— START OF Text excerpt —

"Girl in the Movies" is a song by American singer-songwriter Dolly Parton. It was written by Parton and Linda Perry for the soundtrack of the 2018 Netflix film, Dumplin'. The song was produced by Perry and released as the second single from the soundtrack on November 2, 2018. It was nominated for Best Original Song at the 76th Golden Globe Awards and Best Song Written for Visual Media at the 62nd Annual Grammy Awards.

Critical reception
In a review for Rolling Stone, Stephen L. Betts called the song "a dreamy ballad, both literally and figuratively," praising the song's lyrical structure and its movie theatre metaphors.
Writing for Wide Open Country, Bobbie Jean Sawyer gave a positive review of the song, saying that it is a song "for any daydreamer who's escaped to the movies to wonder what it would be like to shine like your favorite characters on the silver screen."

Music video
The song's music video was released on November 19, 2018. The black and white video depicts Parton playing an acoustic guitar and performing the song with color clips from the film interspersed throughout.

— END OF Text excerpt —
— START OF Information shown —

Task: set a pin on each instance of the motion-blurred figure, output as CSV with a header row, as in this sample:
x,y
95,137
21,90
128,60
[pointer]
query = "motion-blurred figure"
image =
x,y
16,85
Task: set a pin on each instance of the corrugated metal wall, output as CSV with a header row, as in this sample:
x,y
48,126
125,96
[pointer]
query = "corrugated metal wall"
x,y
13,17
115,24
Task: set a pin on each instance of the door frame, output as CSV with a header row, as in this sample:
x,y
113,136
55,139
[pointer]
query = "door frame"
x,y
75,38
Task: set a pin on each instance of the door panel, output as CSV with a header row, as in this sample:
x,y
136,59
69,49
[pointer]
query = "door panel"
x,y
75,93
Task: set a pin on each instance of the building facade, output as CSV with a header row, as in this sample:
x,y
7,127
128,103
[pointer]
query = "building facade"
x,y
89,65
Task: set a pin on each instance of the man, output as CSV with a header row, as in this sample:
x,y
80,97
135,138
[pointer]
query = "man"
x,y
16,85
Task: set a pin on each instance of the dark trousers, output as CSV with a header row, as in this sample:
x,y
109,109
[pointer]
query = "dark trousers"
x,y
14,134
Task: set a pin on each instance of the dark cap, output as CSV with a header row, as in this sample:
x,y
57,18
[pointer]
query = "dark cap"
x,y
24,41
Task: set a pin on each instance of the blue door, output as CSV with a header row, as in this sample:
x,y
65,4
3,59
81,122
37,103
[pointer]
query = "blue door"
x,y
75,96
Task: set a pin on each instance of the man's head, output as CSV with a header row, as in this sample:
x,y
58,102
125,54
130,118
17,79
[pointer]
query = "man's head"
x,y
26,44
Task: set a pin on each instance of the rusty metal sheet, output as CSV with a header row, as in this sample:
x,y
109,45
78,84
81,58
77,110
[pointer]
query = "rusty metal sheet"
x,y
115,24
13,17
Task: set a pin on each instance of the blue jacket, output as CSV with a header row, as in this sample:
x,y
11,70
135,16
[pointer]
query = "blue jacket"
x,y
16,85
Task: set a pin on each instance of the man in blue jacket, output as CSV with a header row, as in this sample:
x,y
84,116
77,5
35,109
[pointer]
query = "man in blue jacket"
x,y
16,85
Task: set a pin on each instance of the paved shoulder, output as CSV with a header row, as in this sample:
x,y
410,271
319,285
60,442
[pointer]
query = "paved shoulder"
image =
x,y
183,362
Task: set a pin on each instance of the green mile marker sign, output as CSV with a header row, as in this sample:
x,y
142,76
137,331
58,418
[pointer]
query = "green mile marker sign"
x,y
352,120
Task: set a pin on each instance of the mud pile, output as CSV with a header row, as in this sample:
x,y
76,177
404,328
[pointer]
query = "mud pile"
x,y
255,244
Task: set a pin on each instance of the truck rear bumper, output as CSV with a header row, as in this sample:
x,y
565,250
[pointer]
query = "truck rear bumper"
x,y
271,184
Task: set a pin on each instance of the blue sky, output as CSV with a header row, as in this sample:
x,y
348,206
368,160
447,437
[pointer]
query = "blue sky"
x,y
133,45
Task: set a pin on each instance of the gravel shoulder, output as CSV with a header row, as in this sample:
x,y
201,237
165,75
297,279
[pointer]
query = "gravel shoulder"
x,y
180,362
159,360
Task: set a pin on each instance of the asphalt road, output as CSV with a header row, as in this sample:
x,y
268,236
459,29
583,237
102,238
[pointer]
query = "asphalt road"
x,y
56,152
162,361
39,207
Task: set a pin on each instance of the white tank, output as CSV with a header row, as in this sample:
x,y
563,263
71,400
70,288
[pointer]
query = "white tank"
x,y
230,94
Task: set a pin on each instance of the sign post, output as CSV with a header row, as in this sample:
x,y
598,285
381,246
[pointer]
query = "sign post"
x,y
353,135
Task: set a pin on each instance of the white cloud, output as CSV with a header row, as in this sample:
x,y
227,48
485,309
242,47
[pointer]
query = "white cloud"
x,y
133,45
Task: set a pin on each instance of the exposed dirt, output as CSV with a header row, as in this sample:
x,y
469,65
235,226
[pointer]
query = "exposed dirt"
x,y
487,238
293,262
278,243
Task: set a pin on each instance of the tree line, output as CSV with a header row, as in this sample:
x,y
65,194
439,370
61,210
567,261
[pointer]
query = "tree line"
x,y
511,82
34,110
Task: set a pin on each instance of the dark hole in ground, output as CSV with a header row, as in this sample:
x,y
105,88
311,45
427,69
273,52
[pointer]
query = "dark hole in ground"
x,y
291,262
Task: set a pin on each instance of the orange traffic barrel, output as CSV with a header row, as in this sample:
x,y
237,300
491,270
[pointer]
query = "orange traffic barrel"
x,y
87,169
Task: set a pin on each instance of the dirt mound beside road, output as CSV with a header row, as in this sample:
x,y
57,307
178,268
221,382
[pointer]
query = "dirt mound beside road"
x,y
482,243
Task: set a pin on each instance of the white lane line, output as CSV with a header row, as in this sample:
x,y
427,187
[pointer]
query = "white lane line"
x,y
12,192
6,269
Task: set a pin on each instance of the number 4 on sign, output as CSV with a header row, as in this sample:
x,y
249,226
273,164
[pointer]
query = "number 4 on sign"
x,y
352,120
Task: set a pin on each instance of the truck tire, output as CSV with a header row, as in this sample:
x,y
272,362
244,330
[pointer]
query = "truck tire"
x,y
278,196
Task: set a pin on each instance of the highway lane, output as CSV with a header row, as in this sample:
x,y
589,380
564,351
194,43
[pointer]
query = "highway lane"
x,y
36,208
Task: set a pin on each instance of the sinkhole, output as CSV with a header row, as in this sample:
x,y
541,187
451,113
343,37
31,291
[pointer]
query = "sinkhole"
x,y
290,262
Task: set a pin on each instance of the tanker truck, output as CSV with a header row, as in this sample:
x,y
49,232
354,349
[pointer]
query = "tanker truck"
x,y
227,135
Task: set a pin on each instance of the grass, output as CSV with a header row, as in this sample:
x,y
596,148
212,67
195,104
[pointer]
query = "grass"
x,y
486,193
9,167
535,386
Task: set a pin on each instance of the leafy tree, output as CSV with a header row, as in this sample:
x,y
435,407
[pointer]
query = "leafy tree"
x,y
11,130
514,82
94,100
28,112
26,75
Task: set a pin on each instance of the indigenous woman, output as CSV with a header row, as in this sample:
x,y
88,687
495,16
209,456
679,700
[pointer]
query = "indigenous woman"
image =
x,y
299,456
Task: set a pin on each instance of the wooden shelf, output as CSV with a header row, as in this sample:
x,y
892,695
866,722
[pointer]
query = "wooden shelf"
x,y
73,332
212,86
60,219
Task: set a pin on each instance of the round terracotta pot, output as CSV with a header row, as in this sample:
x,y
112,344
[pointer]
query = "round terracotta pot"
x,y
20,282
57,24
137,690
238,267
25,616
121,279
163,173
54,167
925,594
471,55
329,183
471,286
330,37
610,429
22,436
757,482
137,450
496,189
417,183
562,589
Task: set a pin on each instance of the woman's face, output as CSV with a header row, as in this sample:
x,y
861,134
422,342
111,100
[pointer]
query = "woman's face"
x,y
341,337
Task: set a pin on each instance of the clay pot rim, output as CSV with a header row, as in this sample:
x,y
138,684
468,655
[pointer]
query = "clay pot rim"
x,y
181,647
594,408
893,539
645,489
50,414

— END OF Information shown —

Reproduce verbatim the passage of the "Girl in the Movies" text above that opens with the words containing "Critical reception" and closes with "film interspersed throughout.".

Critical reception
In a review for Rolling Stone, Stephen L. Betts called the song "a dreamy ballad, both literally and figuratively," praising the song's lyrical structure and its movie theatre metaphors.
Writing for Wide Open Country, Bobbie Jean Sawyer gave a positive review of the song, saying that it is a song "for any daydreamer who's escaped to the movies to wonder what it would be like to shine like your favorite characters on the silver screen."

Music video
The song's music video was released on November 19, 2018. The black and white video depicts Parton playing an acoustic guitar and performing the song with color clips from the film interspersed throughout.